> What you need to do:
[A] Set down, word for word, the part of the court opinion on alien land laws that opens with the words containing "The cases holding" and closes with "Amendment to secure.".
[B] Carry on the court opinion on alien land laws and commercial fishing from the point where it stops.

> Provided passage:

★ ★ ★ ★

The cases holding valid alien land laws (see Terrace v. Thompson, 263 U.S. 197 [44 S.Ct. 15, 68 L.Ed. 255] ; People v. Oyama, 29 Cal.2d 164 [173 P.2d 794]), are expressly distinguished from the case at bar. In distinguishing Truax v. Raich, supra, the United States Supreme Court states in Terrace v. Thompson, supra, 221: “In the opinion [Truax v. Raich] it was pointed out that the legislation there in question did not relate to the devolution of real property, but that the discrimination was imposed upon the conduct of ordinary private enterprise covering the entire field of industry with the exception of enterprises that were relatively very small. It was said that the right to work for a living in the common occupations of the community is a part of the freedom which it was the purpose of the Fourteenth Amendment to secure.
“In the case before us, the thing forbidden is very different. It is not an opportunity to earn a living in common occupations of the community, but it is the privilege of owning or controlling agricultural land within the State. The quality and allegiance of those who own, occupy and use the farm lands within its borders are matters of highest importance and affect the safety and power of the State itself.” [Emphasis added.] Assuming the soundness of that distinction and the alien land law cases, here we have a common occupation or calling, “commercial fishing,” and hence the Truax case controls. “Fishing was one of man’s earliest sources of food supply and it is still one of his most important means of livelihood.” (Encyclopedia of the Social Sciences, vol. III, p. 266.)

★ ★ ★ ★

> Dataset section:
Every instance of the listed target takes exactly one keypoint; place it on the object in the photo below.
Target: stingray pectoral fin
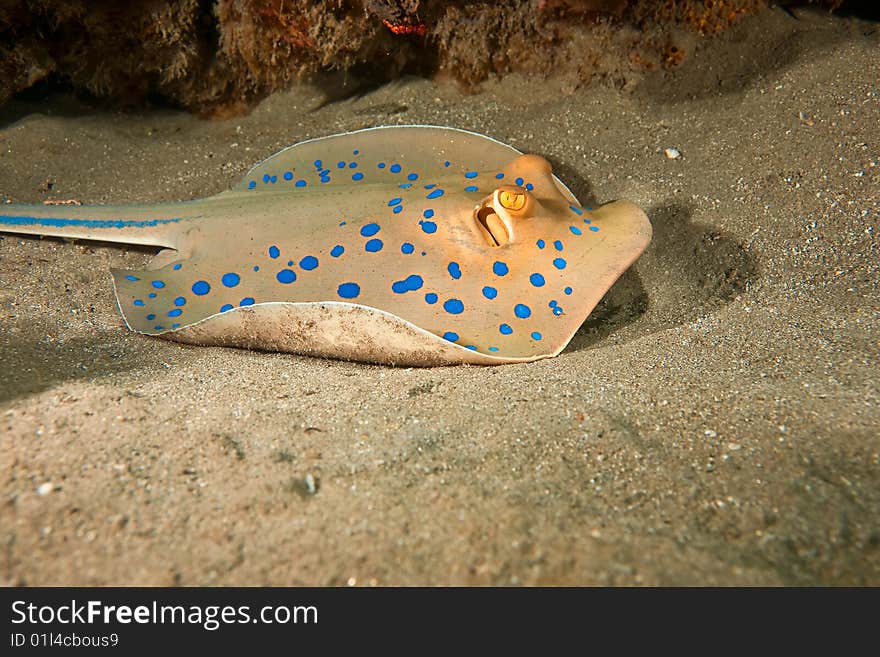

★ ★ ★ ★

> Outputs by task:
[A]
The cases holding valid alien land laws (see Terrace v. Thompson, 263 U.S. 197 [44 S.Ct. 15, 68 L.Ed. 255] ; People v. Oyama, 29 Cal.2d 164 [173 P.2d 794]), are expressly distinguished from the case at bar. In distinguishing Truax v. Raich, supra, the United States Supreme Court states in Terrace v. Thompson, supra, 221: “In the opinion [Truax v. Raich] it was pointed out that the legislation there in question did not relate to the devolution of real property, but that the discrimination was imposed upon the conduct of ordinary private enterprise covering the entire field of industry with the exception of enterprises that were relatively very small. It was said that the right to work for a living in the common occupations of the community is a part of the freedom which it was the purpose of the Fourteenth Amendment to secure.

[B]
Finally, highly persuasive arguments may be made that the law in the instant case is aimed solely at Japanese in an obvious discrimination against a particular race, in spite of the fact that that race is not mentioned by name in the statute, by reason of the historical background of alien legislation and court decisions. (See 35 Cal.L.Rev. 7, 51.) It is *746settled that such legislation is invalid. (See Yick Wo v. Mop-kins, 118 U.S. 356 [6 S.Ct. 1064, 30 L.Ed. 220] ; Yu Cong Eng v. Trinidad, 271 U.S. 500 [46 S.Ct. 619, 70 L.Ed 1059].)
In my opinion, the learned trial judge was right in granting petitioner a peremptory writ of mandate and the judgment should therefore be affirmed.
Gibson, C. J., and Traynor, J., concurred.